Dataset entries

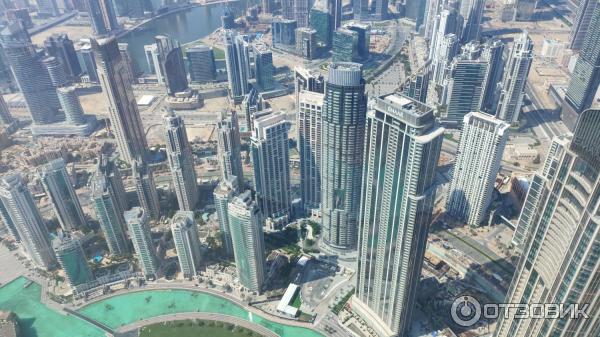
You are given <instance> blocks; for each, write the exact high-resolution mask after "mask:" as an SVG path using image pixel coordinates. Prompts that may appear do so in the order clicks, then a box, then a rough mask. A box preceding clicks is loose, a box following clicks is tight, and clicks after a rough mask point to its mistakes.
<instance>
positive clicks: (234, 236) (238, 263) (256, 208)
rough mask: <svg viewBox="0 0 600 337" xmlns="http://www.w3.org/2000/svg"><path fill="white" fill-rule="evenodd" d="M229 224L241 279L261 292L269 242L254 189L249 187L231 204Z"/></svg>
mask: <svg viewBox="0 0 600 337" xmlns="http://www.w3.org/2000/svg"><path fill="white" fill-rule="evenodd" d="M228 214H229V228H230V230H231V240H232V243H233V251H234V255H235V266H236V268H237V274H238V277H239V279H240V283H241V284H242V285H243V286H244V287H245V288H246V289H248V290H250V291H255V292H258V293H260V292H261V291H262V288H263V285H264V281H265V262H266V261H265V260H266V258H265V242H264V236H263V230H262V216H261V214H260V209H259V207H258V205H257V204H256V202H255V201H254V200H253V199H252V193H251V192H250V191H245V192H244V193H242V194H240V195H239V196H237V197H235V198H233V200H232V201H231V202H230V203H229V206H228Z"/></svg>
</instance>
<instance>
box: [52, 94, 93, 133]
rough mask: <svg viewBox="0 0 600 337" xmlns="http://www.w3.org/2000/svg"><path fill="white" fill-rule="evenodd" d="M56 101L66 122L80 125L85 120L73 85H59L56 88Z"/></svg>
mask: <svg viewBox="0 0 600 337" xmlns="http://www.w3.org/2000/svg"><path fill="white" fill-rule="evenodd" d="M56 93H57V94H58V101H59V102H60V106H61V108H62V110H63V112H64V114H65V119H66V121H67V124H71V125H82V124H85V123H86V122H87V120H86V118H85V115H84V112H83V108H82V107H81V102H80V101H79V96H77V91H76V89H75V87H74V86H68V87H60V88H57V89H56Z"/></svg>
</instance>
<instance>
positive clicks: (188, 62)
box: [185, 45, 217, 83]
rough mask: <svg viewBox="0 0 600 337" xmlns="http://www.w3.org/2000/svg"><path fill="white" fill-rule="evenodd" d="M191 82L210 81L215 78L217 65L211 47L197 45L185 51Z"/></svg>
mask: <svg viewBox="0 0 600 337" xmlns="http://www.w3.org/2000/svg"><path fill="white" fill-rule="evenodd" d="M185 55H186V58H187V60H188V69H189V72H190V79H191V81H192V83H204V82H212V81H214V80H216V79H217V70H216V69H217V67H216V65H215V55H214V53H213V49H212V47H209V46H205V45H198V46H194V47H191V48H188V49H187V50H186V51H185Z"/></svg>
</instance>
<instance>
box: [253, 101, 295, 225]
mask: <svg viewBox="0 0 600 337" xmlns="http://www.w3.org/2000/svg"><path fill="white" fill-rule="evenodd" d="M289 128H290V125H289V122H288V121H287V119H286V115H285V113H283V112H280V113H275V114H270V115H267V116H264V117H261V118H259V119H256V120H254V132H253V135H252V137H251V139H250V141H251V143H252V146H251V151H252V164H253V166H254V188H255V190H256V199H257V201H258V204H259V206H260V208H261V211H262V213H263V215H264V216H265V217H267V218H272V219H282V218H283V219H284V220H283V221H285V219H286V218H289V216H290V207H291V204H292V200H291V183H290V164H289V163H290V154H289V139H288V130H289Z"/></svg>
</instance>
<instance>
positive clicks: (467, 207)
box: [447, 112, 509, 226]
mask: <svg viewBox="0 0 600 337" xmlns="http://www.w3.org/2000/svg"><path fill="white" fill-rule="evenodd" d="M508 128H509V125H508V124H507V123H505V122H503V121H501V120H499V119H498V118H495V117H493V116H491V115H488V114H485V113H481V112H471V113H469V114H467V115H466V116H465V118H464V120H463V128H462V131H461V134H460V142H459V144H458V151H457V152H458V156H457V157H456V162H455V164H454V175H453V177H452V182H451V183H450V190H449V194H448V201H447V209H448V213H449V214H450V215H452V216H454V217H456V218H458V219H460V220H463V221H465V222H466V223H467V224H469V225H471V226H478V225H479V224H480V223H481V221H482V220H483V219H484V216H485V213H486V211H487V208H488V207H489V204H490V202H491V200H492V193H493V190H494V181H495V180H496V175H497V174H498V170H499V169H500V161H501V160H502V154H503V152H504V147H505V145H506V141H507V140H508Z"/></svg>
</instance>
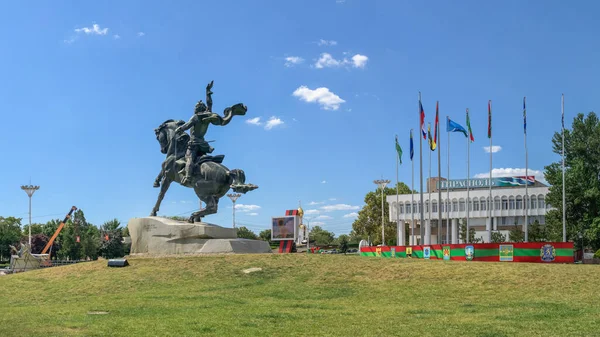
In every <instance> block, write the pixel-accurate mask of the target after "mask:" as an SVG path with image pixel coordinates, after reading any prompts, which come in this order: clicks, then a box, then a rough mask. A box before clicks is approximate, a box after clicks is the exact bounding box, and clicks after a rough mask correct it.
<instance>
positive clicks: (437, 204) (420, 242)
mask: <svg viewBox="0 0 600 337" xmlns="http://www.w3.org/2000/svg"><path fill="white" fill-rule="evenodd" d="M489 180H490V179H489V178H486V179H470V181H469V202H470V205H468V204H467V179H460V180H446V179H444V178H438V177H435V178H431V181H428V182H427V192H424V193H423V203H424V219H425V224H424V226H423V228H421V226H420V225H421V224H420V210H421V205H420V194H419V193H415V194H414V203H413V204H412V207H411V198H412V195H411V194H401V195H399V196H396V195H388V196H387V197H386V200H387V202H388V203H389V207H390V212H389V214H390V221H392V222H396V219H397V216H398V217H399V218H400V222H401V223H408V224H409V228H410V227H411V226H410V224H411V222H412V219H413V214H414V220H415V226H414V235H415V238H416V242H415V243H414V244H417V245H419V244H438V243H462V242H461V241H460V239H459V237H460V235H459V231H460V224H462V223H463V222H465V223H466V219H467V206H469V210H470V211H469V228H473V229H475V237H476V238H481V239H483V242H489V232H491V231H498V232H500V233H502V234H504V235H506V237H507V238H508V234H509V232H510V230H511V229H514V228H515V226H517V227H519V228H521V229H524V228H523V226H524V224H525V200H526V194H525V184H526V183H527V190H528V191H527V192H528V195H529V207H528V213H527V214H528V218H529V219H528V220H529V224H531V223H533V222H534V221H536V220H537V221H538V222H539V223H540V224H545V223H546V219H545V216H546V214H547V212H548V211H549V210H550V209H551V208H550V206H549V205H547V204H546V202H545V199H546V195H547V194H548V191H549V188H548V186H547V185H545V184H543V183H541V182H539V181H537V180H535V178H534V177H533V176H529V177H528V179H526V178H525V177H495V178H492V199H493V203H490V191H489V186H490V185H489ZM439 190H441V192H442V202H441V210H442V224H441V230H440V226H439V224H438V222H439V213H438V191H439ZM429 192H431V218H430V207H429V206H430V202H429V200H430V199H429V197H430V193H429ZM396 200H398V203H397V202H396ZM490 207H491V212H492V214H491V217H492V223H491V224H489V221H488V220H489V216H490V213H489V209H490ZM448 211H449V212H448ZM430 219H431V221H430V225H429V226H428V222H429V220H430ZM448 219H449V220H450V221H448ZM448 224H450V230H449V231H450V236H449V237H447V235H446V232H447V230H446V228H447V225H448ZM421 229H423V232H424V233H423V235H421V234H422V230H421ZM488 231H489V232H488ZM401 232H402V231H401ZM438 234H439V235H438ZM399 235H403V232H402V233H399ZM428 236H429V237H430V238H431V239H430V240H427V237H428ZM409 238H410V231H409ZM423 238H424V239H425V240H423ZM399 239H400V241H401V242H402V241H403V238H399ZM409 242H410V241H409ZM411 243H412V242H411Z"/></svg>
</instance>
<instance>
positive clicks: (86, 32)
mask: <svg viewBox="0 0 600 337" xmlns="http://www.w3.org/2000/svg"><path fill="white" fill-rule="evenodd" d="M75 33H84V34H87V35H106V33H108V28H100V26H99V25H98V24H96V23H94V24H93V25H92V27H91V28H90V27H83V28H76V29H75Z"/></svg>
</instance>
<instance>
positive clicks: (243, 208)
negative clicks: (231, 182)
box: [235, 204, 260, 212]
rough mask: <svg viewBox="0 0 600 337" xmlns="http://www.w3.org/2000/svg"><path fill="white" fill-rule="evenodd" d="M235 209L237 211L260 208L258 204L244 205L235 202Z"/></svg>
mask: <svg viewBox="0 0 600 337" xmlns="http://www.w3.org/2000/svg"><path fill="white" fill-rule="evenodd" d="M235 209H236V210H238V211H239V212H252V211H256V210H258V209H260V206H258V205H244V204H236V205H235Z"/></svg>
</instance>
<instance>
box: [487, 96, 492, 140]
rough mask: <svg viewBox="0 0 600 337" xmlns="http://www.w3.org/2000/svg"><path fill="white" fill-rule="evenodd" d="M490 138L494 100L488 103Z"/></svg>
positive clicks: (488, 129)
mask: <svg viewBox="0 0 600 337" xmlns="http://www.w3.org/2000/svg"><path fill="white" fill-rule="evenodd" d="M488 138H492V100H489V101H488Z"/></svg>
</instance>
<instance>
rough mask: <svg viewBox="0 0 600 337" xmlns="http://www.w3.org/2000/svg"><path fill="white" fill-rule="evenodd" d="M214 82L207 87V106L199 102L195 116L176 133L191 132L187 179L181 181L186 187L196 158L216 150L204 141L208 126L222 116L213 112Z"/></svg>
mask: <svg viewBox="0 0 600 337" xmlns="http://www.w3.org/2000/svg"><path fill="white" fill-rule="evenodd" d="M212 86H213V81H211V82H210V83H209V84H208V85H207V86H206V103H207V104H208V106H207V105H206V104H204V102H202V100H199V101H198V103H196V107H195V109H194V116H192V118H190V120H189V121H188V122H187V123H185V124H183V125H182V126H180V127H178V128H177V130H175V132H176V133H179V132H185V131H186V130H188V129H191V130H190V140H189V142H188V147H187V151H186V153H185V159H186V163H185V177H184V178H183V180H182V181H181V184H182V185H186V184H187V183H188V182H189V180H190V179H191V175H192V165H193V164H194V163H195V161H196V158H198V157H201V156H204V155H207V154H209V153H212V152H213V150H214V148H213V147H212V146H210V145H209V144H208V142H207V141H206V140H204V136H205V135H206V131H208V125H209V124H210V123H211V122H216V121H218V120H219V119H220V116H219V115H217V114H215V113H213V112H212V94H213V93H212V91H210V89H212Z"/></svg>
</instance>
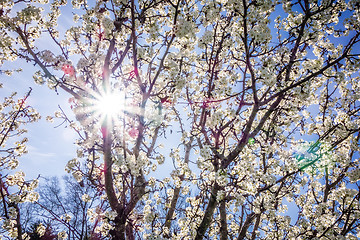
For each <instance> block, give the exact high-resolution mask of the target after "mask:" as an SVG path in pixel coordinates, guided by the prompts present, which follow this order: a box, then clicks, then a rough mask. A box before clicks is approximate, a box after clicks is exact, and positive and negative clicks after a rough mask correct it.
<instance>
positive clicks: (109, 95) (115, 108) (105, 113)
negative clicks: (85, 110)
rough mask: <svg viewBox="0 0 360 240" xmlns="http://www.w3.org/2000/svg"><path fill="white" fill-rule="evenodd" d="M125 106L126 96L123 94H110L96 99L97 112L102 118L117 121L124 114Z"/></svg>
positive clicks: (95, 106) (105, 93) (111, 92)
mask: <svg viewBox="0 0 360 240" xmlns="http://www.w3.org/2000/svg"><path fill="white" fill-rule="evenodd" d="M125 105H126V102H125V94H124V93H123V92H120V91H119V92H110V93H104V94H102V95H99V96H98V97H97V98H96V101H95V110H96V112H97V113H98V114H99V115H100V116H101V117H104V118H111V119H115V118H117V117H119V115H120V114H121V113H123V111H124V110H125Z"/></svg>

--

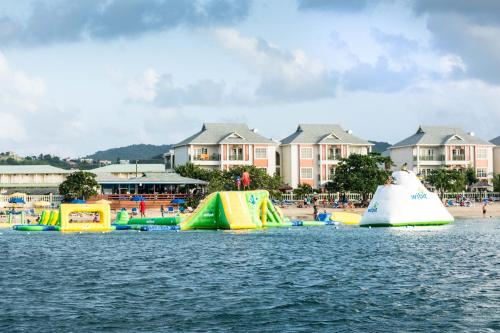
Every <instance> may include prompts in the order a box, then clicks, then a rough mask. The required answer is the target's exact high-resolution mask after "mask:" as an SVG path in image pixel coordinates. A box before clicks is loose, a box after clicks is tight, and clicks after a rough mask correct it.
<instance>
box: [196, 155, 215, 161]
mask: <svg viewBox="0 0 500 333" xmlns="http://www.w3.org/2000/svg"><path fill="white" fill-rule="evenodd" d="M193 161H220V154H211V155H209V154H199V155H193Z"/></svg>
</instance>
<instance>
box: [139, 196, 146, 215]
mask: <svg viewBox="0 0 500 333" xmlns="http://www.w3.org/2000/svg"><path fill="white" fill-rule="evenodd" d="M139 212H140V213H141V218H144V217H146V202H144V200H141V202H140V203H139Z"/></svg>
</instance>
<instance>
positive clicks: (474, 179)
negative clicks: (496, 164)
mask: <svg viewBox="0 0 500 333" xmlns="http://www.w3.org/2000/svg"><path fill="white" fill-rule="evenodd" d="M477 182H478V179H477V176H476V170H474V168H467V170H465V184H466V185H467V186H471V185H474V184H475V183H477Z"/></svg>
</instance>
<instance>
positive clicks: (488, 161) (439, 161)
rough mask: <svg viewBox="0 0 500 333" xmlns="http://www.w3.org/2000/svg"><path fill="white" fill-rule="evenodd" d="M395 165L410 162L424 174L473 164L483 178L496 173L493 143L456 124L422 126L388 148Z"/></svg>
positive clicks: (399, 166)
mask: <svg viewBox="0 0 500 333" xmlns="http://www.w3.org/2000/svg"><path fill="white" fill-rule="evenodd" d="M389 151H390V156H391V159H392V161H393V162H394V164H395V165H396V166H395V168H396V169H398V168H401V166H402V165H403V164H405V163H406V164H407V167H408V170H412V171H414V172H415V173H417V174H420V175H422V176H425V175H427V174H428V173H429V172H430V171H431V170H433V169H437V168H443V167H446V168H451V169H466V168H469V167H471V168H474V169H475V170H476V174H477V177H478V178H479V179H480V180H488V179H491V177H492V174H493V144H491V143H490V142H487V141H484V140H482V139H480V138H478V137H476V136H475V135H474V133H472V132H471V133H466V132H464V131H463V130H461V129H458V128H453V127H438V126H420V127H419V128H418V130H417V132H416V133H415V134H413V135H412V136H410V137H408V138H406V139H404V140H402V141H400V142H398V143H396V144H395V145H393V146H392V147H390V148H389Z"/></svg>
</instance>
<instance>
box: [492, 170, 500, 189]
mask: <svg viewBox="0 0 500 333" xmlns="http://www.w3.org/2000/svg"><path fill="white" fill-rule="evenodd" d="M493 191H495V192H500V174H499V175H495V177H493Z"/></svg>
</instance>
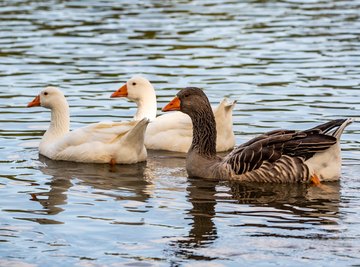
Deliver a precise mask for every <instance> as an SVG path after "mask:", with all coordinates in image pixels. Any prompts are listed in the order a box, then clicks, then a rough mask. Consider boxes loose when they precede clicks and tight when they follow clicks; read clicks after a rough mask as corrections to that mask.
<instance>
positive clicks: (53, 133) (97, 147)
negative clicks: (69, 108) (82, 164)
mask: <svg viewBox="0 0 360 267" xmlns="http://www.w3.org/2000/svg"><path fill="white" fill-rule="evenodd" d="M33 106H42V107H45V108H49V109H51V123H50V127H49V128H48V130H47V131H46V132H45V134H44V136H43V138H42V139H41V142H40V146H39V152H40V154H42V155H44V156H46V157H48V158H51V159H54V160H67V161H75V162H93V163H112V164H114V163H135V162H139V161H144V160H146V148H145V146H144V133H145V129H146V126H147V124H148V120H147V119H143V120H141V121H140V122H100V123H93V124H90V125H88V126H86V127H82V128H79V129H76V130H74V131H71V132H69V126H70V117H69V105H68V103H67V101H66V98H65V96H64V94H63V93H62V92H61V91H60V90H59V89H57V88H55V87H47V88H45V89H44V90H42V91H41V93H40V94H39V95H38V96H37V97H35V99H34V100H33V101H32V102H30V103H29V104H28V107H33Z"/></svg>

## [What to work on]
Tally the lines of the records above that contain the string "preceding". Reply with the number alone.

## [Result of this exercise]
1